[WORK TASK]:
Repeat the data as given. Images do not go in the copy.

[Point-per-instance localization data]
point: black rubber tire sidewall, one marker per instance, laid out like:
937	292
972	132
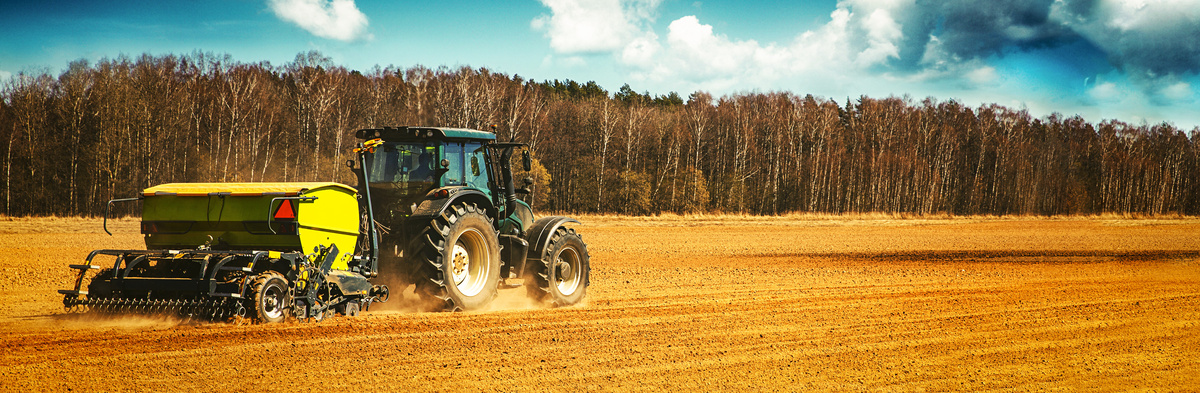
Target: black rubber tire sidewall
263	283
472	219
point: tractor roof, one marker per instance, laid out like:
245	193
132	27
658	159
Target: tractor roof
421	133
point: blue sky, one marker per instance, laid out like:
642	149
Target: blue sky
1134	60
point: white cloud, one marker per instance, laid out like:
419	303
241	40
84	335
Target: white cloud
336	19
983	76
1177	91
1105	91
576	26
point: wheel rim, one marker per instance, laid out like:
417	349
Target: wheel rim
568	272
469	262
273	302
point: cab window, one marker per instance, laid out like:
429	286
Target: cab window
477	165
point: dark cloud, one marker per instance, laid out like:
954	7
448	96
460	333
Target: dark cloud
1150	41
1147	42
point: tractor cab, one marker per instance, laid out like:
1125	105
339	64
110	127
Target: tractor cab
409	163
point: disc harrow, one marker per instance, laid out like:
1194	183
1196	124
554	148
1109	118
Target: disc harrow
211	309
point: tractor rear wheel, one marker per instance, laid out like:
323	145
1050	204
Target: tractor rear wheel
460	260
562	276
270	295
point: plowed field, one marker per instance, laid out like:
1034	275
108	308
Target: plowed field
683	303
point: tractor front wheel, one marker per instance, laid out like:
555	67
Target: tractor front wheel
561	277
270	295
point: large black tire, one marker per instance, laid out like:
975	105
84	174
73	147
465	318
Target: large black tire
562	276
459	259
270	295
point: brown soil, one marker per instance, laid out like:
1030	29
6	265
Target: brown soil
699	303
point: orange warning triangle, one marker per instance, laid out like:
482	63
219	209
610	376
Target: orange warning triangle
285	210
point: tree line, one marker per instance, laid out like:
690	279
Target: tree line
107	130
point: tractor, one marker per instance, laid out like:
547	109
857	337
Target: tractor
435	209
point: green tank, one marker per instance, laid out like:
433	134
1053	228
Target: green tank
285	217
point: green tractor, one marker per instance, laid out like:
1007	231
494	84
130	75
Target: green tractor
435	209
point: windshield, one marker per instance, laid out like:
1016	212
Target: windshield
402	162
400	174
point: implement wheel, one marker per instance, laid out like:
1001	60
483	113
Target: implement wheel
271	300
460	260
561	277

[ANSWER TO THIS EXERCISE]:
point: black rubber tire sidewall, one marker per instance, laid out like:
937	292
972	132
Target: black rubber tire sidewall
263	283
472	219
point: tractor roof, one marker per instance, laid out like:
245	193
132	27
658	159
Target: tractor roof
421	133
point: blue sky, one marker per instance, laid out like:
642	149
Target: blue sky
1134	60
point: white cloud, one marker per instance, laid out like:
419	303
241	40
84	335
Target: white cloud
336	19
983	76
1177	91
1105	91
576	26
point: wheel rim, one marker per instance, laid out like:
417	349
Target: wheel rim
568	272
469	262
273	302
point: cab window, one marker per instance, laid out like:
429	286
Target: cab window
477	165
point: dark cloud, one marker per instance, laid out like:
954	7
448	96
460	333
Target: dark cloud
1150	41
1147	42
point: tractor cab, one marker per instance, laid out like:
1125	105
339	64
110	127
Target: tractor cab
409	163
point: disc harrow, one marker per instance, laid out like:
1194	183
1196	124
554	148
1109	118
Target: disc harrow
211	309
point: tractor rear wheel, one marker per instance, laid out like:
323	145
1050	204
Target: tractor rear wheel
460	260
562	276
270	295
point: plowed field, one marker per instance, laid out like:
1034	275
108	308
Target: plowed field
683	303
point: tractor front wheel, one marker per instance, laid out like:
555	67
Target: tractor front wheel
561	277
270	295
point: large black tire, one marker per instance, laid out like:
975	105
84	174
73	147
465	318
Target: large black tire
562	276
459	259
270	295
point: brown soil, one marker per instance, laid out like:
1030	29
6	265
Target: brown soil
699	303
point: orange warning triangle, one marker per instance, laid out like:
482	63
219	209
610	376
Target: orange warning triangle
285	210
point: tree line, one marker per instance, laid out like:
690	279
Target: tree line
107	130
point: tractor, one marker per instance, laid out like:
547	109
857	337
Target: tractor
435	209
point: green tank, one marker per instance, laid out like:
433	134
1053	228
Target: green tank
285	217
point: green tractor, one marker per instance, laid out like:
1007	231
494	84
130	75
Target: green tractor
435	209
point: windshield, one marker per instance, laid out like:
1016	212
Target: windshield
402	162
400	174
point: implement wheel, one marker per instance, laid out like:
1001	60
483	113
Target: implement wheel
271	300
460	260
561	277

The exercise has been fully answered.